A run of records
========================================
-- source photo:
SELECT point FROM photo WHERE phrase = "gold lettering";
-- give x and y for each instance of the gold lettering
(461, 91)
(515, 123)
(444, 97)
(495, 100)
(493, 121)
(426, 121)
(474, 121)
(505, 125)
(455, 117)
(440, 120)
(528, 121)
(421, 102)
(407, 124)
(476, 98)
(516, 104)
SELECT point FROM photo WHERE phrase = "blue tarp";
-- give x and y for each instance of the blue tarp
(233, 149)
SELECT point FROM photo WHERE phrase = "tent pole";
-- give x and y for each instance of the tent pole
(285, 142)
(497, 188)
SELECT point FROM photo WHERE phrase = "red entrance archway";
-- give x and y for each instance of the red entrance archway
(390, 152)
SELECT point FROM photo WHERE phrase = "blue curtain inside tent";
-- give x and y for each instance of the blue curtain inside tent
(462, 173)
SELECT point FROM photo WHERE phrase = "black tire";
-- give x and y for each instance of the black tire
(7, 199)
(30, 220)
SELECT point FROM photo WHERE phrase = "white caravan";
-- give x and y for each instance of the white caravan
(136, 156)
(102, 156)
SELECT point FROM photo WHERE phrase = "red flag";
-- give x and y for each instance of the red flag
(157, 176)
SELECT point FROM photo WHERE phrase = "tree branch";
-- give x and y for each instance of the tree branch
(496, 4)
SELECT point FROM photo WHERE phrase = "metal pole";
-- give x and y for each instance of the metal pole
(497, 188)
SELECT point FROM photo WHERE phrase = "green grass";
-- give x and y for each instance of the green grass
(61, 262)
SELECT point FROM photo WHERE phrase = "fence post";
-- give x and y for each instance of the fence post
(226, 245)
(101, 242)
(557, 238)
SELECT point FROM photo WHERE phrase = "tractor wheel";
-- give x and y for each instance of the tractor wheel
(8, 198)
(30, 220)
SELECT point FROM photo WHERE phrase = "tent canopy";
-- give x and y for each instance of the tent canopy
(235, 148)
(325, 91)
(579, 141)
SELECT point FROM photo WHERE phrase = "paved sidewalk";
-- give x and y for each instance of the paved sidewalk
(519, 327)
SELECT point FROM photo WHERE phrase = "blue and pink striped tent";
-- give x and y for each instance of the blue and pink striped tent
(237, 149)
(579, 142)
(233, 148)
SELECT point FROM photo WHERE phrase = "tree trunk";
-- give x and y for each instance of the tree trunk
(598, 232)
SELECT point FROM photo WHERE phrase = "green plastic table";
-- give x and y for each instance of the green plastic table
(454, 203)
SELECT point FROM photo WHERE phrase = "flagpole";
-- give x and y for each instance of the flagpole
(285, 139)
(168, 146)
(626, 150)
========================================
## WHAT THIS TASK INVOLVES:
Write every line of the material above again, exactly.

## RESPONSE TO THE TASK:
-- source photo:
SELECT point FROM photo WHERE phrase = "gold lettering";
-- give x and y for each instance of the gold lettering
(461, 91)
(515, 123)
(444, 97)
(495, 100)
(493, 121)
(426, 121)
(474, 121)
(505, 125)
(455, 117)
(440, 120)
(528, 121)
(421, 102)
(407, 124)
(476, 98)
(516, 104)
SELECT point FROM photo WHERE phrase = "blue tarp";
-- give x and y for each instance of the blue tarp
(233, 149)
SELECT point FROM photo WHERE phrase = "tent pole";
-- give x and y for each instance of the tent pole
(285, 142)
(497, 188)
SELECT point FROM photo WHERE phrase = "red entrance archway";
-- give x and y for each instance of the red entrance archway
(390, 152)
SELECT point FROM photo WHERE phrase = "blue curtain inside tent";
-- give x and y for each instance of the blue curtain inside tent
(462, 173)
SELECT point FROM photo WHERE phrase = "black tire";
-- give x and y for each instance of the black tire
(7, 199)
(30, 220)
SELECT point FROM photo WHERE phrase = "white caravan";
-- give x and y for each instance of the white caravan
(136, 156)
(102, 156)
SELECT point FROM photo WHERE phrase = "red flag";
-- give x and y for each instance of the red flag
(157, 176)
SELECT point FROM photo WHERE phrase = "tree branch";
-- give x and y for each instance of the tree branch
(496, 4)
SELECT point FROM photo WHERE phrase = "metal pole";
-- give x and y for each instance of the metal pole
(497, 188)
SELECT point FROM photo WHERE phrase = "green grass";
-- give x and y for each instance of the green grass
(61, 262)
SELECT point FROM photo WHERE phrase = "fence post";
-- give x and y for each instance of the fence post
(226, 245)
(101, 242)
(557, 238)
SELECT point FROM photo WHERE phrase = "tractor wheel";
-- give x and y for each instance of the tractor wheel
(8, 198)
(30, 220)
SELECT point FROM photo WHERE phrase = "tent canopy";
-- give x and y for each instance of the tent canopy
(235, 148)
(325, 91)
(579, 141)
SELECT point FROM photo WHERE phrase = "paved sidewalk";
-- give x and y for each instance of the paved sidewalk
(519, 327)
SELECT point FROM photo WHERE phrase = "blue and pink striped tent";
-- give x and y for each instance of the blue and pink striped tent
(237, 149)
(579, 142)
(233, 148)
SELECT point FROM photo WHERE phrase = "tree trunk";
-- give x and y for each instance of the tree trunk
(598, 232)
SELECT point FROM photo WHERE phrase = "green plastic table";
-- give x and y for each instance of the green plastic table
(454, 203)
SELECT point FROM photo WHERE phrase = "flagpole";
-- give x and y for each instance of the flagpole
(285, 139)
(168, 146)
(626, 150)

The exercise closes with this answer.